- [网页节选]:
"""
不管是否是天主教的道理,它确实合乎真理,所以我们放弃一向使用的人工避孕法,开始以新的家庭计划方式信赖上主.首先,我们使用自然避孕法.数个月之后我们决定开放迎接新生命,等待天主认为适合祝福我们的时刻.
我把神学院中十几个信奉加而文主义的顶尖核心研究生,组织成一个早餐会,一星期聚会一次讨论问题,同时也邀请教授来分享他们的观点,并进行交互审问.那真是一段友谊交流的美好时光,谈话间处处是激发人心的论点,我们称此聚会为日内瓦学会,系仿照加而文在日内瓦的学校名称.
有时我们也在星期五晚上聚会,地点选在霍华詹森店或某些当地的酒吧,吃披萨,喝啤酒,为的是讨论神学到翌晨三点,我们得事先向我们的太太保证,次晚会带她们出去.在这三,四个小时中,我们深入于天主圣言中,就困难的教理加以辩论,如:基督的第二次来临,天主的存在的争议,预简论(PREDESTINATION).自由意志,以及其他神学家乐于探索伟大奥秘,特别是盟约.
深入研究圣经意味着,我们必须靠自己努力再了解主要经文的意义.我们得学一些懂希腊文和希伯来文的技巧.为我们而言,唯独圣经是我们的最高权威;有了这些技巧后我们就能直窥圣经堂奥.对我们来说,没有任何传承是绝无谬误或至高无上的.它们可能有用,可能足堪信赖,但绝非全无错误,因此可能在某一点上有差错.实际上,这需要我们个人彻底重新思考教义.这项工作不简单,但我们都还年轻,因此我们相信靠着圣神和圣经,我们可以重整一切,如果这是必需的话.
我在神学院的最后一年,一场危机正在酝酿当中.我的研究促使我重新思考盟约的意义.
在基督新教传统中,盟约(CONVENANT)与契约(CONTRACT)指的是同样一件事.但在研究旧约圣经的过程中,我发现古希伯来文里的"盟约"与"契约"的意义大不相同.在圣经中,契约仅用于财产的交换,而盟约则用于人与人之间的交流,以形成神圣的家庭结合关系.亲属关系是籍由盟约才形成的.(从旧约圣经的背景加以理解,盟约的观念并非理论性或抽象的.)事实上,盟约的亲属关系强过于生物上的亲属关系;旧约中,神性盟约的较深意义在于宣称他要作为以色列之父,以色列民族是他的家人.
"""
- [数据]:
"""
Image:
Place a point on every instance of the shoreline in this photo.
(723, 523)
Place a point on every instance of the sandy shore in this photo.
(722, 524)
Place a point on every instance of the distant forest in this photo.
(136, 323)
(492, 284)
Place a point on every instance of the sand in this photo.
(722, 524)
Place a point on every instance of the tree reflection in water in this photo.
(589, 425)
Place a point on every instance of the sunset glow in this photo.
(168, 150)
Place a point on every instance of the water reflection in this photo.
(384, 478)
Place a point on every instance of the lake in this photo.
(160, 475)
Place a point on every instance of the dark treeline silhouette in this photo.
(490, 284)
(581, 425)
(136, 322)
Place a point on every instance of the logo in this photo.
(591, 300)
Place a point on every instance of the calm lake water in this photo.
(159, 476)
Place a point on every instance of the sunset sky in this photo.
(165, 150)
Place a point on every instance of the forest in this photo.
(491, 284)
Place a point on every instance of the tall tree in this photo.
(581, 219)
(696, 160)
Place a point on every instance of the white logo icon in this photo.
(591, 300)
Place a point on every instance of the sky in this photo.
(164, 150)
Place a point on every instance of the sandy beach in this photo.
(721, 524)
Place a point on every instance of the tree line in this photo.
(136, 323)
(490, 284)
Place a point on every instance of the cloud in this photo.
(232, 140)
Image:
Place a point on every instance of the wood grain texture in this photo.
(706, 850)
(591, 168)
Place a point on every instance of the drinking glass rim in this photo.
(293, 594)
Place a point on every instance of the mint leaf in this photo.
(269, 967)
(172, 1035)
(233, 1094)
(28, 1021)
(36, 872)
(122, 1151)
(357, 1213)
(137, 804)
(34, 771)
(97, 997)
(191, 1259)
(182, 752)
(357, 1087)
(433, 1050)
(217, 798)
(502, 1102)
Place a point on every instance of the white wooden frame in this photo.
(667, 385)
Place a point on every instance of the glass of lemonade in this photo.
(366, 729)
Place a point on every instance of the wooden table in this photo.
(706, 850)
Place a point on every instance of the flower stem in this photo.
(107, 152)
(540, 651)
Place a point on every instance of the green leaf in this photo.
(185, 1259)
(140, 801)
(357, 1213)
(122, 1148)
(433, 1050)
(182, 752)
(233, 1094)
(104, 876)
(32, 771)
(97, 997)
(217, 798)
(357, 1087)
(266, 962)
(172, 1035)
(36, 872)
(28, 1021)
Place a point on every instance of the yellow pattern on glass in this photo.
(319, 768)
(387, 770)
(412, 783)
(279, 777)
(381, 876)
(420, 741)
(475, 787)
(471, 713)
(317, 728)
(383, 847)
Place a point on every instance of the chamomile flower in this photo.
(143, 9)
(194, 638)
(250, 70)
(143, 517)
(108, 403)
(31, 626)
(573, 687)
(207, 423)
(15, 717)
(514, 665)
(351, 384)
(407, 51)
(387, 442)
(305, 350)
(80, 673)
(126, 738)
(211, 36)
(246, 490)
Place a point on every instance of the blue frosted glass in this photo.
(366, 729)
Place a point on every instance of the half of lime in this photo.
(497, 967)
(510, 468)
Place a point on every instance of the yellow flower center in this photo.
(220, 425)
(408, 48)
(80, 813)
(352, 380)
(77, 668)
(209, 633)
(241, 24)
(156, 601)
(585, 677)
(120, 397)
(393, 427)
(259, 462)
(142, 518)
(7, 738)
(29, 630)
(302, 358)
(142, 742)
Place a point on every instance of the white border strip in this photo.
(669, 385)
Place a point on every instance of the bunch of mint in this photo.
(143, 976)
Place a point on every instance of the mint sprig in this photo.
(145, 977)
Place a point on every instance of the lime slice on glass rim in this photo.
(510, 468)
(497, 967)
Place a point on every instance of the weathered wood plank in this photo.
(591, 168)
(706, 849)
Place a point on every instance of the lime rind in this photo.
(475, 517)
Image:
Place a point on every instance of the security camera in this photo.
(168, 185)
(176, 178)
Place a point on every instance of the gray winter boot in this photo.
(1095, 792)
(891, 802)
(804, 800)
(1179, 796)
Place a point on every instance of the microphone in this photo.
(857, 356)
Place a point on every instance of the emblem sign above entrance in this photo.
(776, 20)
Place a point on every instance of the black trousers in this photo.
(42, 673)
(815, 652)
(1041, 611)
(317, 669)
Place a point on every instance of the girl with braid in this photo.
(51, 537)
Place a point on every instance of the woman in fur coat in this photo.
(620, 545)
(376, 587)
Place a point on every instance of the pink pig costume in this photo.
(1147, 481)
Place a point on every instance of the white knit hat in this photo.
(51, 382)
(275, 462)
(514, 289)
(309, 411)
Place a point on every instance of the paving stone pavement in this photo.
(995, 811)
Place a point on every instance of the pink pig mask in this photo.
"""
- [必做任务 A]: 请判断下列三项陈述是否符合网页节选的内容，逐项回答"是"或"否"，并原样引用网页节选中起决定作用的文字：(i) 早餐会每星期聚会一次；(ii) 星期五晚上的神学讨论会持续到翌晨五点；(iii) 在圣经中，契约用于人与人之间的交流。
- [必做任务 B]: 根据网页节选，组成早餐会的是哪些人？
- [必做任务 C]: 请从讲述盟约与家庭关系的网页节选最后一句之后接着写下去。

- [书面回答 A]:
(i) 是："一星期聚会一次讨论问题"
(ii) 否："讨论神学到翌晨三点"
(iii) 否："契约仅用于财产的交换"

- [书面回答 B]: 神学院中十几个信奉加而文主义的顶尖核心研究生。

- [书面回答 C]:
如路德和加而文所解释的,当基督与我们建立新约时,他继承了我们的罪,赐给我们他的正义,这绝非只是一张简单的契约或合法的交换.虽然这是真的,但这解释却未能完全说明福音的全部真理.
我的发现是,新约建立了一个新的普世家庭,基督分享给我们,他神性的人子身份,使我们成为天主的子女.就盟约的行为而言,成义(BEINGJUSTIFIED)意指分享基督的恩宠,成为天主的儿女;成圣(BEINGSANCTIFIED)则意味着.分享神圣的生命和德能.由此角度观之,天主的恩宠不只是恩惠而已,它是一项确实的礼物:做天主子女身份中的天主的生命.
路德和加而文只用法庭语言的措辞对此加以解释.但我开始明白,天主天主绝非仅是一位判官,他是我们的父.我们不只是罪犯.新约不是法庭中成立的,而是天主在家庭中制订的.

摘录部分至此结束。